> **RECORDS FOR THIS EXERCISE**
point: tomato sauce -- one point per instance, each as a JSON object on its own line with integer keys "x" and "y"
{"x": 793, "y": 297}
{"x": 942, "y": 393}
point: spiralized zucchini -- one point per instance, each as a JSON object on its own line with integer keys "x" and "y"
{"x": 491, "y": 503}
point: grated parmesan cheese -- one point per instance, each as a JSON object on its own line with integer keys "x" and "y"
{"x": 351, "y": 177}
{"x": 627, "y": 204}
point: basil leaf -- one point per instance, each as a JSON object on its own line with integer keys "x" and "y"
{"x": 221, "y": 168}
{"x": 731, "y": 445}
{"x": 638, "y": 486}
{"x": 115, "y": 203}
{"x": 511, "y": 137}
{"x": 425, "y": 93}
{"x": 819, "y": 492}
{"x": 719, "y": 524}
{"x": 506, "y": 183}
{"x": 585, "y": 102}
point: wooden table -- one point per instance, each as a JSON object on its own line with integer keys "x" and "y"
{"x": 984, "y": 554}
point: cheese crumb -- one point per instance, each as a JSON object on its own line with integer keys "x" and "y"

> **ABOUT THIS TASK**
Only the lines from the one with "point: grated parmesan" to the end of the entries above belong in your answer. Retype them exactly.

> **TASK OUTPUT**
point: grated parmesan cheese -- one point per instance, each as a JSON object on its own line with integer keys "x" and "y"
{"x": 351, "y": 177}
{"x": 627, "y": 204}
point: basil leaf -- one point per instance, each as a JSON object on its own line with integer keys "x" and "y"
{"x": 221, "y": 168}
{"x": 731, "y": 445}
{"x": 638, "y": 486}
{"x": 115, "y": 203}
{"x": 511, "y": 137}
{"x": 425, "y": 93}
{"x": 819, "y": 492}
{"x": 719, "y": 524}
{"x": 506, "y": 183}
{"x": 585, "y": 102}
point: wooden table -- one point per instance, each as a JSON object on its own line with integer keys "x" and "y"
{"x": 984, "y": 554}
point: cheese crumb -- one point per instance, each as a JSON object on its own line with integer keys "x" and "y"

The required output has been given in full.